**Assignment**
Every line of the data below should be retyped exactly.

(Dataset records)
<<<<

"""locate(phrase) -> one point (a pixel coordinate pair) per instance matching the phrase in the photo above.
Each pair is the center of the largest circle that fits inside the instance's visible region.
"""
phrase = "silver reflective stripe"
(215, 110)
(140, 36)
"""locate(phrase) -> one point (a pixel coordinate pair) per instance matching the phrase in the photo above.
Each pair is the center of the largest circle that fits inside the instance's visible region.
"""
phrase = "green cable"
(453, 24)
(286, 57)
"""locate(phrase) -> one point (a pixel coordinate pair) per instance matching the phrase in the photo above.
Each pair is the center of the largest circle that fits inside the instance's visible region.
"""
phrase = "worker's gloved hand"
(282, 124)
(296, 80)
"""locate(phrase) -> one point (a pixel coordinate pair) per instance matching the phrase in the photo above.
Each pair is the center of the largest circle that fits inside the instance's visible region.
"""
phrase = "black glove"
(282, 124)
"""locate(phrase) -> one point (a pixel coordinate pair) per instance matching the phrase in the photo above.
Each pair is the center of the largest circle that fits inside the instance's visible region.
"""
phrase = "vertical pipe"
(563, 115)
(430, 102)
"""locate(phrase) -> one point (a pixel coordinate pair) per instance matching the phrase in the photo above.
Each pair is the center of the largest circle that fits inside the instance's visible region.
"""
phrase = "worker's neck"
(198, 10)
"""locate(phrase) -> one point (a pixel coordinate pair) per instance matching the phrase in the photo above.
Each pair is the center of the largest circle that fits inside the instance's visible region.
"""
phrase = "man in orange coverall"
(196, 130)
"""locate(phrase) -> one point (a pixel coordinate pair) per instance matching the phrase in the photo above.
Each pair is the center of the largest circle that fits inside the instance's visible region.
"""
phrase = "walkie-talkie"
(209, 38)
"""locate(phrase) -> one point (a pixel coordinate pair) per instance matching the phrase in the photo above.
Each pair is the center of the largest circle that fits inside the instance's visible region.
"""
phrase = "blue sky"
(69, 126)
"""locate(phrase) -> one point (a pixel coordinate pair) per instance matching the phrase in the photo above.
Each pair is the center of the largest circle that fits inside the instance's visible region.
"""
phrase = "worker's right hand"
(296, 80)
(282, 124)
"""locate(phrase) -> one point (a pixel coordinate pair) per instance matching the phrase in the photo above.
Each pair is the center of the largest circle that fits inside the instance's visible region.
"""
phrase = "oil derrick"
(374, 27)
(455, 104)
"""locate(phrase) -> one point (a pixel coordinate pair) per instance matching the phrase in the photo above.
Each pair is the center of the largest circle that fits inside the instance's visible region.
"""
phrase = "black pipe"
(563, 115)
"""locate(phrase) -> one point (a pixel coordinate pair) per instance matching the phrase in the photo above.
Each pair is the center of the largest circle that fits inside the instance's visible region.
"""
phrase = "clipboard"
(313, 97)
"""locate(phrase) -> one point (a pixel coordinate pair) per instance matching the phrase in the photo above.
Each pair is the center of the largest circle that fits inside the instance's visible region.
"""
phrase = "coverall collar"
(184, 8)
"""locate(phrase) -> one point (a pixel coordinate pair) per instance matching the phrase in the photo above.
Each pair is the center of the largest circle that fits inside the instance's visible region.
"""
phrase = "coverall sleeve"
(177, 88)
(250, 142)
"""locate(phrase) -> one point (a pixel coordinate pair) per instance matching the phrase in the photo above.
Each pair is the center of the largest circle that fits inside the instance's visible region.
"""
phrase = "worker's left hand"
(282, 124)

>>>>

**Answer to this exercise**
"""locate(phrase) -> one point (a pixel coordinate pair) per instance matching the phrase in the photo above.
Each pair is the center of the largest circle that fits inside the instance's visible region.
"""
phrase = "silver reflective stripe"
(215, 110)
(140, 36)
"""locate(phrase) -> one point (a pixel coordinate pair) per instance matching the phrase in the photo above.
Each pair is the center of the largest circle that fits inside the instance's visible region.
"""
phrase = "green cable"
(453, 24)
(286, 57)
"""locate(phrase) -> one point (a pixel coordinate pair) per instance matching the phrase in the photo above.
Each pair is the center of the largest circle that fits inside the instance's visible region.
"""
phrase = "worker's gloved hand"
(282, 124)
(296, 80)
"""locate(phrase) -> one point (a pixel coordinate pair) per instance matching the phrase in the photo above.
Each pair is the center of the largest circle that fits inside the instance's visible region.
"""
phrase = "black glove"
(282, 124)
"""locate(phrase) -> one point (a pixel coordinate pair) per instance matching the phrase in the photo above.
Each pair is the center of the largest circle that fits inside the instance's visible region.
"""
phrase = "vertical pipe"
(563, 115)
(430, 102)
"""locate(phrase) -> one point (a pixel coordinate pair) per instance matching the phrase in the photo above.
Each pair is the center of the largest circle that fits inside the instance's visible region.
"""
phrase = "worker's neck"
(198, 10)
"""locate(phrase) -> one point (a pixel coordinate pair) per instance matching the phrase in the photo above.
Each pair is the center of the largest circle that fits inside the instance's visible region.
"""
phrase = "man in orange coverall"
(196, 130)
"""locate(phrase) -> one point (a pixel coordinate pair) per instance matching the phrase in the photo above.
Each pair is the center of the largest circle that fits inside the instance's visible region.
"""
phrase = "walkie-talkie"
(209, 38)
"""locate(phrase) -> one point (a pixel coordinate pair) per instance matching the phrase in the photo above.
Each pair is the center of the largest circle that fits inside the instance's visible region.
"""
phrase = "blue sky"
(69, 126)
"""locate(phrase) -> one point (a pixel coordinate pair) per instance matching the phrase in the photo above.
Each pair is the center of the largest circle that fits inside the instance's visible region.
"""
phrase = "worker's right hand"
(296, 80)
(282, 124)
"""locate(phrase) -> one point (a pixel coordinate pair) per instance matching the phrase in the photo above.
Each pair is the center of the largest circle that fits inside the instance's visible region.
"""
phrase = "oil derrick"
(374, 27)
(455, 104)
"""locate(phrase) -> one point (a pixel coordinate pair) per instance matching the phrase in the photo above.
Each pair is the center of the largest circle that fits inside the instance's visible region.
"""
phrase = "black pipe"
(563, 115)
"""locate(phrase) -> one point (a pixel coordinate pair) per instance matching the phrase in the photo above.
Each pair is the center of the largest circle that fits inside the instance's visible region.
"""
phrase = "clipboard"
(313, 97)
"""locate(phrase) -> one point (a pixel coordinate pair) per instance matching the phrase in the photo above.
Each pair is the center of the largest circle that fits inside the instance's visible region.
"""
phrase = "coverall collar"
(184, 8)
"""locate(phrase) -> one point (a pixel coordinate pair) per instance matching the phrase in the photo above.
Each pair is the center of the largest circle that fits inside the instance's visible region.
"""
phrase = "coverall sleeve"
(177, 88)
(250, 142)
"""locate(phrase) -> one point (a pixel coordinate pair) per instance matching the phrase in the photo above.
Each pair is the center of the largest circle that fits inside the instance's visible region.
"""
phrase = "worker's left hand"
(282, 124)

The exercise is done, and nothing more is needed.